#### Passage given:
He authored California's Amber Alert legislation, Safe Surrender for Newborns and ocean water quality legislation to protect Huntington Beach's coastline and marine life.

He was also the Republican lead in an investigation into corruption at the Department of Insurance.

Prior to serving in the legislature, he served on the Garden Grove City Council. Maddox was on the City Council during major resort developments along the Harbor Corridor south of Disneyland. He was also involved in the construction of an education center and the recruitment of national restaurant chains to the area.

Maddox's term limit as a California State Assemblyman was reached in 2004.

==Post-Assembly career==

===2006 Senate Race===
He lost a State Senate primary in 2004 to John Campbell, an Assemblyman from a neighboring district. Maddox got 30% of the vote in the primary compared to Campbell's 61% of the vote. Maddox considered running for lieutenant governor in 2006 but ultimately did not.

#### Goal:
Transcribe the part of the passage on Maddox's career that starts with "He authored California's" and goes on through "Department of Insurance.". The listing comes from a separate source, not from the passage about Maddox's political career.

#### Dataset rows:
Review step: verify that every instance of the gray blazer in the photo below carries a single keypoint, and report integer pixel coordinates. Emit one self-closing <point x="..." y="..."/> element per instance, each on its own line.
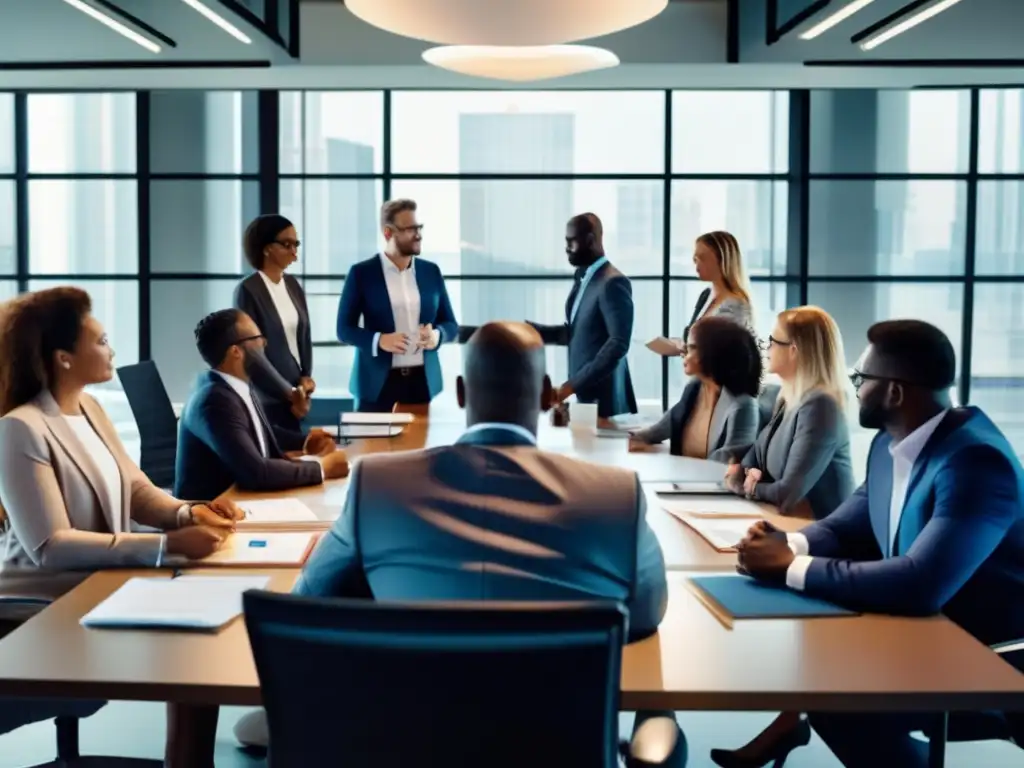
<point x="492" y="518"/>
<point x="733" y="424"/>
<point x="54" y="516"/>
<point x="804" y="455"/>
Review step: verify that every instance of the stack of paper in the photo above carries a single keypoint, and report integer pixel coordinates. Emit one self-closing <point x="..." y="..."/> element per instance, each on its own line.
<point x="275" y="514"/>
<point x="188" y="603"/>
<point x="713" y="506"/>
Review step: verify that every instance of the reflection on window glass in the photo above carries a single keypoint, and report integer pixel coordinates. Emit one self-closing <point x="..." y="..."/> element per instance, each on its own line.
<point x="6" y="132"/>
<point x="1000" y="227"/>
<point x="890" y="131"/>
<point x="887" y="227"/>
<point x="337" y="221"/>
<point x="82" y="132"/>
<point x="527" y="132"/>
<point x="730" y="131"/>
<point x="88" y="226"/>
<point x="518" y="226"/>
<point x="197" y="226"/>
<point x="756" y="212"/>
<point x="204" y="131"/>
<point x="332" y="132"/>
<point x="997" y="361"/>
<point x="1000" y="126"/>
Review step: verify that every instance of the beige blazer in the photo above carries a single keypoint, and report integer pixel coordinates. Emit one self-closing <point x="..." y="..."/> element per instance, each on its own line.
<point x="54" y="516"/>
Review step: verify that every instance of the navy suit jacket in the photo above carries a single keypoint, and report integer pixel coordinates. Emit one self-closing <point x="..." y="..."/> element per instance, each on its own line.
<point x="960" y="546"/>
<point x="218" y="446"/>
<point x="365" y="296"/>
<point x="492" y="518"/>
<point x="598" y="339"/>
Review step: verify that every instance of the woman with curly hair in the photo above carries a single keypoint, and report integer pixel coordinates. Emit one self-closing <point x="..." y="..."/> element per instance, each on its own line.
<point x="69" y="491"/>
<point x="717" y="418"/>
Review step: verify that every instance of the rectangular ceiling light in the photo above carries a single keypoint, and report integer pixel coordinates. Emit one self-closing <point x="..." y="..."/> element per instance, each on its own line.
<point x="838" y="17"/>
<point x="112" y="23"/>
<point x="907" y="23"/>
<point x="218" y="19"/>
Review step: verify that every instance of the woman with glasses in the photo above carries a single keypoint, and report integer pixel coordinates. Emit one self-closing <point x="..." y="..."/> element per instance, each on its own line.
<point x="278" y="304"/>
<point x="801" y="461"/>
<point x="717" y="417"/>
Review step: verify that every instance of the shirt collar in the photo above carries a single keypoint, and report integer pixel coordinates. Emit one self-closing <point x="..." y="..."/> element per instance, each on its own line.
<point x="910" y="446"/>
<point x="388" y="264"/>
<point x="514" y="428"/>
==
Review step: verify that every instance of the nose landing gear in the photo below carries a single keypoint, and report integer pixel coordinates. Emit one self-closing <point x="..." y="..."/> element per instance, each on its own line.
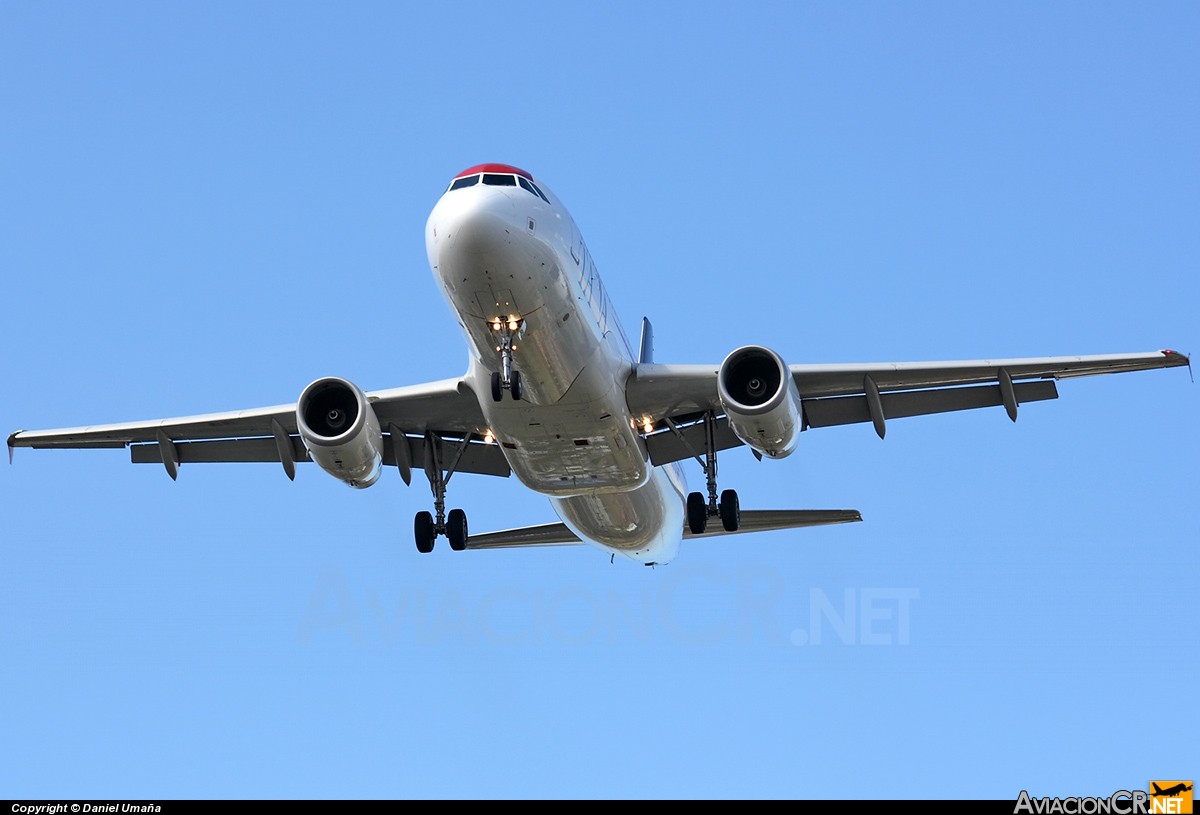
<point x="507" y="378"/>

#### Result for this exercise:
He authored California's Amber Alert legislation, Safe Surrender for Newborns and ocean water quality legislation to protect Huntington Beach's coastline and marine life.

He was also the Republican lead in an investigation into corruption at the Department of Insurance.